» Work to do: The listing must be reproduced in full, exactly as it stands.

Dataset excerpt
========

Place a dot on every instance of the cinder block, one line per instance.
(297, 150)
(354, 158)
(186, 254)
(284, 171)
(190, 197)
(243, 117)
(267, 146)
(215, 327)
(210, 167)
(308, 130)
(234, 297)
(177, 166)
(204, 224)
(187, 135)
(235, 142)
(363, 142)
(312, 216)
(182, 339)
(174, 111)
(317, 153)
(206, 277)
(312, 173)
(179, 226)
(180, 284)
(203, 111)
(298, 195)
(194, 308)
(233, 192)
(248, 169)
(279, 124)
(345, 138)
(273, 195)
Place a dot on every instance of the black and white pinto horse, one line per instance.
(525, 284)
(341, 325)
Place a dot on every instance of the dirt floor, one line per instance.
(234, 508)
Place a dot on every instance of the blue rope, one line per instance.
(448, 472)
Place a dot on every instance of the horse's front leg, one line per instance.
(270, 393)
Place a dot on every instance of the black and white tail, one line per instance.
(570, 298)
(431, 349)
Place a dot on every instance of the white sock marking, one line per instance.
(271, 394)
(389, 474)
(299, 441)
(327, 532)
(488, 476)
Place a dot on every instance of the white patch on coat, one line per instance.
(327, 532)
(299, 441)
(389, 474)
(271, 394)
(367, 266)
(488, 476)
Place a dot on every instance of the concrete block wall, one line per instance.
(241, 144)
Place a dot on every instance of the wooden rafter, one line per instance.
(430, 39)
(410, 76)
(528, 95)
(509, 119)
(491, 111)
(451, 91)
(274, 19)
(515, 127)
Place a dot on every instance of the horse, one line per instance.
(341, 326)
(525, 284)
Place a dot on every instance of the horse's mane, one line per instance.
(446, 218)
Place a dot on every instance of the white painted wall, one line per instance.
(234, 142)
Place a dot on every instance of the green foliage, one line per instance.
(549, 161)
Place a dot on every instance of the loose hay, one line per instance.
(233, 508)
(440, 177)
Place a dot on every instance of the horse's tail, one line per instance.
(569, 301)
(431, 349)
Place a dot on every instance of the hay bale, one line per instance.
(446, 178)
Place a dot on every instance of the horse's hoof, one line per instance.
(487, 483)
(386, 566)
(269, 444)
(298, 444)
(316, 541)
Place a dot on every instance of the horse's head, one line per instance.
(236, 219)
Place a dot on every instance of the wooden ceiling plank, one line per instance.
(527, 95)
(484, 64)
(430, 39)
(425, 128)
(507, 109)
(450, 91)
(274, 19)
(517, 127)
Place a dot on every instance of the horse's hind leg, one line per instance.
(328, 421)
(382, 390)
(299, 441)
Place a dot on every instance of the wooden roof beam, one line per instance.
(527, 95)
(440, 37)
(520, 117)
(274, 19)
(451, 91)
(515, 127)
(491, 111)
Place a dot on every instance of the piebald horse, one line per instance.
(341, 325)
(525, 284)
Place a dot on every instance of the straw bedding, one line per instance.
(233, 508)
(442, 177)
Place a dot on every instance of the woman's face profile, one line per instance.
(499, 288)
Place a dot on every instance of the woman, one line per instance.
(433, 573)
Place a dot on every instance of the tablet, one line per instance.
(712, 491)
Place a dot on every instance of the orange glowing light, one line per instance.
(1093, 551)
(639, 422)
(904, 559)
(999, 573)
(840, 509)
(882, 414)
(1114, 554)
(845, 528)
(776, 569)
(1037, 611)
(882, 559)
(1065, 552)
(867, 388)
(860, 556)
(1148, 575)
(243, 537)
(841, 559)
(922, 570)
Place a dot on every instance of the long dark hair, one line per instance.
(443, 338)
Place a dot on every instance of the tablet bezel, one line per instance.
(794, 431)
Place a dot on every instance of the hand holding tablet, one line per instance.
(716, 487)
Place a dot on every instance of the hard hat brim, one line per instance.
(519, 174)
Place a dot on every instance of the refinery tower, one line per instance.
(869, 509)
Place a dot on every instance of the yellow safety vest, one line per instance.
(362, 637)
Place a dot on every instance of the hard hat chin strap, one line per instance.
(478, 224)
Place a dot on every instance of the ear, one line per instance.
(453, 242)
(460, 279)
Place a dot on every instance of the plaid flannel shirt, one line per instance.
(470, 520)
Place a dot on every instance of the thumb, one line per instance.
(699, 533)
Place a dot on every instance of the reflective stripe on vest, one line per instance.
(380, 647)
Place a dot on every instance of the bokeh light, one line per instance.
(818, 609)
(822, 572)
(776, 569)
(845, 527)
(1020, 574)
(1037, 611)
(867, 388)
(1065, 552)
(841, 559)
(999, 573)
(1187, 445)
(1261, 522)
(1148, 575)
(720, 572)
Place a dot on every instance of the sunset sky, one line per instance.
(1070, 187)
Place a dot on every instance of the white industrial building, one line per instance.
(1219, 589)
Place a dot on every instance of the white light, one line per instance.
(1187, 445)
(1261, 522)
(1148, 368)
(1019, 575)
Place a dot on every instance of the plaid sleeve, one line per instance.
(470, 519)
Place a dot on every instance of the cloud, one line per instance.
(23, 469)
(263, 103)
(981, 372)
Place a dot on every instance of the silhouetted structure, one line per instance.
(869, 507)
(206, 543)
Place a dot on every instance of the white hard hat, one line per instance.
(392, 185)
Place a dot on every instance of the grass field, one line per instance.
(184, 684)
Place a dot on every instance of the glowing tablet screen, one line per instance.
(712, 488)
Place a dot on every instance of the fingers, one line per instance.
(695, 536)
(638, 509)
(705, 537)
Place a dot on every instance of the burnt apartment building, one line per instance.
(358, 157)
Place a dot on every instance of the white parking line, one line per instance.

========

» Response:
Place a dot on every instance of the cinder block, one line per instance.
(297, 150)
(354, 158)
(186, 254)
(284, 171)
(190, 197)
(243, 117)
(267, 146)
(215, 327)
(210, 167)
(308, 130)
(234, 297)
(177, 166)
(204, 224)
(187, 135)
(235, 142)
(363, 142)
(312, 216)
(182, 339)
(174, 111)
(317, 153)
(206, 277)
(312, 173)
(179, 226)
(180, 284)
(203, 111)
(298, 195)
(194, 308)
(233, 192)
(248, 169)
(279, 124)
(345, 138)
(273, 195)
Place a dot on every instance of the black and white pinto horse, one line per instance.
(525, 284)
(341, 325)
Place a dot on every instance of the dirt floor, one line per instance.
(234, 508)
Place a dot on every instance of the blue rope, one line per instance.
(448, 472)
Place a dot on every instance of the horse's front leg, one line per instance.
(270, 393)
Place a dot on every instance of the black and white tail, one line per instance.
(570, 298)
(431, 349)
Place a dot on every instance of the white sock marking, one line per instance.
(271, 394)
(389, 474)
(299, 441)
(327, 532)
(488, 476)
Place a dot on every instance of the white patch on coat, one line per instance.
(327, 532)
(299, 441)
(389, 474)
(271, 394)
(367, 266)
(488, 476)
Place a dot on every instance of the concrete block wall, one line per instance.
(241, 144)
Place a dot on every instance of the wooden rafter, one line per instance.
(430, 39)
(410, 76)
(528, 95)
(509, 119)
(491, 111)
(451, 91)
(274, 19)
(515, 127)
Place a dot on every instance of the horse, one line per instance.
(341, 326)
(525, 284)
Place a dot on every instance of the horse's mane, one line per instance.
(446, 218)
Place a dot on every instance of the white painted wall, one line per instance.
(234, 142)
Place a dot on every instance of the green foliage, one line per instance.
(549, 161)
Place a dot on every instance of the loose hay, one line per instance.
(233, 508)
(440, 177)
Place a dot on every instance of the horse's tail, one line per instance.
(569, 301)
(431, 349)
Place a dot on every instance of the hay bale, one line per instance.
(446, 178)
Place a dot on every instance of the horse's hoof, one line per instance.
(487, 483)
(386, 566)
(269, 444)
(298, 444)
(316, 541)
Place a dot on every instance of the horse's head, one line per instance.
(236, 219)
Place a dot on every instance of the wooden ceiling plank, one line per instance.
(527, 95)
(484, 64)
(430, 39)
(425, 128)
(507, 109)
(450, 91)
(274, 19)
(517, 127)
Place a dot on every instance of the horse's hind leg, one line per instance.
(328, 421)
(382, 390)
(299, 441)
Place a dot on every instance of the wooden roof beam, one line per instance.
(527, 95)
(440, 37)
(520, 117)
(274, 19)
(451, 91)
(515, 127)
(491, 111)
Place a dot on every instance of the piebald horse, one line per instance.
(341, 325)
(525, 284)
Place a dot on every instance of the straw bedding, one line per instance.
(233, 508)
(442, 177)
Place a dot on every instance of the woman's face profile, one line per instance.
(499, 288)
Place a dot on every instance of the woman, one line per instance.
(433, 573)
Place a dot on every instance of the tablet, one line per instance.
(712, 491)
Place a dot on every instance of the orange glowing light, one line per instance.
(1093, 551)
(639, 422)
(904, 559)
(999, 573)
(840, 509)
(882, 414)
(1114, 554)
(845, 528)
(776, 569)
(1037, 611)
(882, 559)
(1065, 552)
(867, 388)
(860, 556)
(1148, 575)
(243, 537)
(841, 559)
(922, 570)
Place a dot on every instance of the long dark hair, one line per instance.
(443, 338)
Place a dot on every instance of the tablet bezel, one line per instance.
(794, 431)
Place a dot on every instance of the hand holding tablet, one line per instance.
(716, 487)
Place a dot on every instance of the hard hat brim, one line per instance.
(519, 174)
Place a dot on every instance of the refinery tower, one line per instance.
(869, 509)
Place a dot on every instance of the yellow safety vest, one line per instance.
(362, 637)
Place a dot on every instance of the hard hat chin strap, one line per instance.
(478, 224)
Place a dot on every instance of the ear, one line per instance.
(453, 242)
(460, 279)
Place a dot on every instance of the plaid flannel shirt, one line per instance.
(470, 520)
Place a dot on every instance of the thumb, one line per instance.
(699, 533)
Place a dot on every instance of the reflective stripe on vest, one line per instance.
(380, 647)
Place a dot on every instance of the bokeh light, one line per instance.
(818, 609)
(822, 572)
(776, 569)
(845, 527)
(1020, 574)
(1037, 611)
(867, 388)
(1065, 552)
(841, 559)
(999, 573)
(1187, 445)
(1261, 522)
(1148, 575)
(720, 572)
Place a dot on every instance of the sunset sky, one line per instance.
(1070, 187)
Place a dot on every instance of the white industrial building, one line per instance.
(1219, 589)
Place a dot on every instance of the white light, one line per instance.
(1187, 445)
(1261, 522)
(1148, 368)
(1019, 575)
Place a dot on every instance of the plaid sleeve, one line per instance.
(470, 519)
Place a dot on every instance of the cloud, one line per instance.
(23, 469)
(263, 103)
(981, 372)
Place a dot on every instance of the silhouetted structure, one line per instance.
(869, 507)
(206, 543)
Place a dot on every instance of the white hard hat, one line per instance.
(392, 185)
Place a dot on every instance of the grass field, one line per instance.
(184, 684)
Place a dot on every instance of the glowing tablet screen, one line per instance.
(712, 488)
Place a dot on every instance of the fingers, one line per instance.
(695, 536)
(638, 509)
(705, 537)
Place a dot on every instance of the burnt apartment building, one line per instance.
(358, 157)
Place a dot on every instance of the white parking line, one line per instance.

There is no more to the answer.